Activity:
Scan the records and identify every line in which the string "sock" occurs, then return those lines.

Data listing START

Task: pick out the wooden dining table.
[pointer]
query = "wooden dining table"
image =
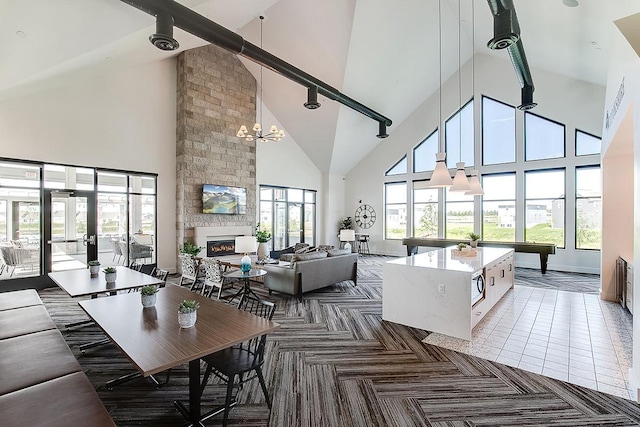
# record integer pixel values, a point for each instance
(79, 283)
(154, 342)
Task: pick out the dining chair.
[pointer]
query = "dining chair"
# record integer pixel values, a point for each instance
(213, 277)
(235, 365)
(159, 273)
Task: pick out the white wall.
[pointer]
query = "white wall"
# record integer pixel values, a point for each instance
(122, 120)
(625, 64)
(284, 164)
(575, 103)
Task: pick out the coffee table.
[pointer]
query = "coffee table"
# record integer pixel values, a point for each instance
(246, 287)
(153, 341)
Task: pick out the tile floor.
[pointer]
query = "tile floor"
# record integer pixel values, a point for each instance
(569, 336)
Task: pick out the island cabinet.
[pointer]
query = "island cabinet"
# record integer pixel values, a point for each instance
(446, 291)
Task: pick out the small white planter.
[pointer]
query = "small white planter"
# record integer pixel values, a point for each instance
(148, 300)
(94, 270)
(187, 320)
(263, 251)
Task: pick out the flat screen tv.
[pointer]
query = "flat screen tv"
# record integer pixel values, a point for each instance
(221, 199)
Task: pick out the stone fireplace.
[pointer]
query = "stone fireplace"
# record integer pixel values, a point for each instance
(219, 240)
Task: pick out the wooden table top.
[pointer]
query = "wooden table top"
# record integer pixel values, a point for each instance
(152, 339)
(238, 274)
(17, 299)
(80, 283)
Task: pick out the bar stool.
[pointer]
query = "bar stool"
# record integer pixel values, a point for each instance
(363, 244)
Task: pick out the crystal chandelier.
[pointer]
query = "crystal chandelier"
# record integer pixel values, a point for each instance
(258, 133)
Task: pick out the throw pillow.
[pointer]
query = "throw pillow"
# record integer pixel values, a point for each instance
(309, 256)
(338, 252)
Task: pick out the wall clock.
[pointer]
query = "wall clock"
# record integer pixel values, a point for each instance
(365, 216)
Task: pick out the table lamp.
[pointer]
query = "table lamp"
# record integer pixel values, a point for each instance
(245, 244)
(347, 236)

Data listing END
Data listing START

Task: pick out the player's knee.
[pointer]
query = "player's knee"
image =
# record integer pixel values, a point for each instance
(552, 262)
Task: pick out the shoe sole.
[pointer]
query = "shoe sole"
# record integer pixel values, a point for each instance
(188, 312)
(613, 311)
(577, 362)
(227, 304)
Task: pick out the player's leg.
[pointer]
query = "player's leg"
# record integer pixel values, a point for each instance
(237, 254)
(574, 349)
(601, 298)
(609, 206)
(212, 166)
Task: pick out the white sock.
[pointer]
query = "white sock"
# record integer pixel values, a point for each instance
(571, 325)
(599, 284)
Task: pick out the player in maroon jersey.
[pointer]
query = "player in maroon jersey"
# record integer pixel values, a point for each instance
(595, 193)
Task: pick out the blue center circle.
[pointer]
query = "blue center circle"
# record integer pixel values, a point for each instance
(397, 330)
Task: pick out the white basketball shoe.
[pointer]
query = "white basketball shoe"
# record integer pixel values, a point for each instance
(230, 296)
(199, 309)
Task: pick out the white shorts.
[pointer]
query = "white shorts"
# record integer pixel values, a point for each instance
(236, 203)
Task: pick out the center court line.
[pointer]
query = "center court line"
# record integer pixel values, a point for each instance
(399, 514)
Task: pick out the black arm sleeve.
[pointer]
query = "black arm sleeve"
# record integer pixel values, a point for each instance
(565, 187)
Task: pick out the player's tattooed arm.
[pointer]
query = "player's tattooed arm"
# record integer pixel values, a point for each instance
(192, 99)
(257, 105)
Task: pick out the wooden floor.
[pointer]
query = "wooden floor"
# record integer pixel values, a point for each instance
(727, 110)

Data listing END
Data listing START

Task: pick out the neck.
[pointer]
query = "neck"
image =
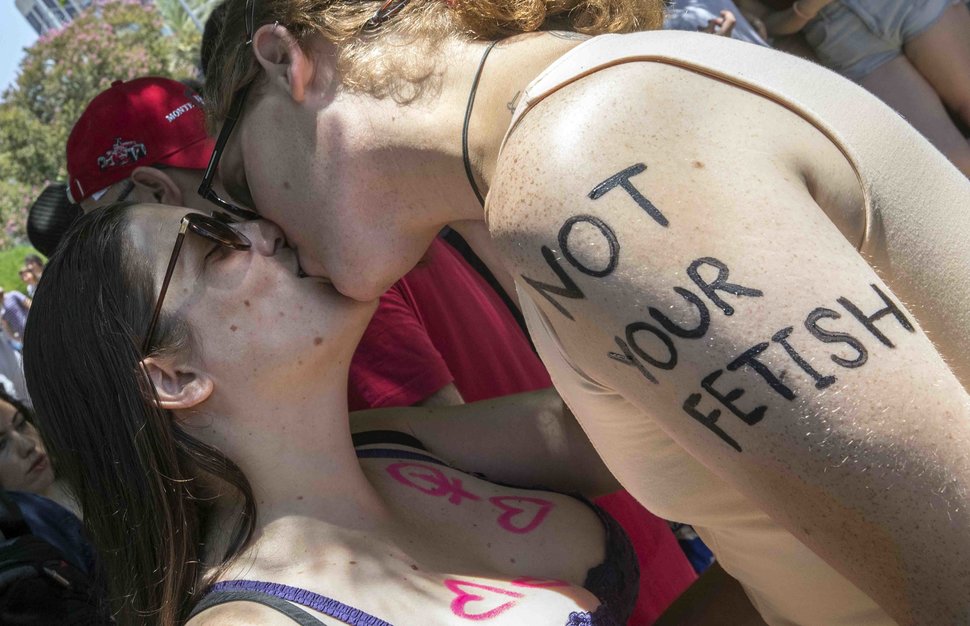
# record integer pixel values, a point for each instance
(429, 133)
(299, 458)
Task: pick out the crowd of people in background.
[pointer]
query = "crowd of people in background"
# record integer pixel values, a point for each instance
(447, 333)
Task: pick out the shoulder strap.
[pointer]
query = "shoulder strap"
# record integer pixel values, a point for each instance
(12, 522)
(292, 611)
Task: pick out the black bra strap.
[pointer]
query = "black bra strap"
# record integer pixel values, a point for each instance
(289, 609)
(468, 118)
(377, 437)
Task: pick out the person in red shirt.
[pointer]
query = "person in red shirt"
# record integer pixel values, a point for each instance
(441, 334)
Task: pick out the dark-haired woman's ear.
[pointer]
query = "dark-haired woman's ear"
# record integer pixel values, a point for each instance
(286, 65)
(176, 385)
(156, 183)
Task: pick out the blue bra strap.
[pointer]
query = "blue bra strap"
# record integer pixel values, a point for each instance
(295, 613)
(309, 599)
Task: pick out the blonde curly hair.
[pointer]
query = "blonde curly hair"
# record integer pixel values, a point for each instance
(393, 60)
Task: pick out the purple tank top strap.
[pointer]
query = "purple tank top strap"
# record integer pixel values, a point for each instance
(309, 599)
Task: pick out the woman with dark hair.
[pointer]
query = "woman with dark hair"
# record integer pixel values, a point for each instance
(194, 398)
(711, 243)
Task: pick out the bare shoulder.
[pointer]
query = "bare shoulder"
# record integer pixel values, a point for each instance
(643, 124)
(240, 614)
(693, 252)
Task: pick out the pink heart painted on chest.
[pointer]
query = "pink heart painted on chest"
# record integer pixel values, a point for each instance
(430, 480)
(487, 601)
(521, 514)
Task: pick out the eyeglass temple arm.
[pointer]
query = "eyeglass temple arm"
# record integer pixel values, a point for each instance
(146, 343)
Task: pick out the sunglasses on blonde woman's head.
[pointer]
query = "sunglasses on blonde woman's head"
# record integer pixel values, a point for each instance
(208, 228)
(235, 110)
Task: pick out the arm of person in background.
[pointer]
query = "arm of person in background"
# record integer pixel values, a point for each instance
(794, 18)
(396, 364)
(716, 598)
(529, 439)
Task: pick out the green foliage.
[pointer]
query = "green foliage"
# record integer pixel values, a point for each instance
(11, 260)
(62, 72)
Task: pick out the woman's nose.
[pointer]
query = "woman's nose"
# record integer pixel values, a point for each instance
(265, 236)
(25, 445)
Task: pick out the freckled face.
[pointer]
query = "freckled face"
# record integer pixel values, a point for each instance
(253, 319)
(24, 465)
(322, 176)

Data listing END

Output of the exercise:
Task: pick out the white sock.
query = "white sock"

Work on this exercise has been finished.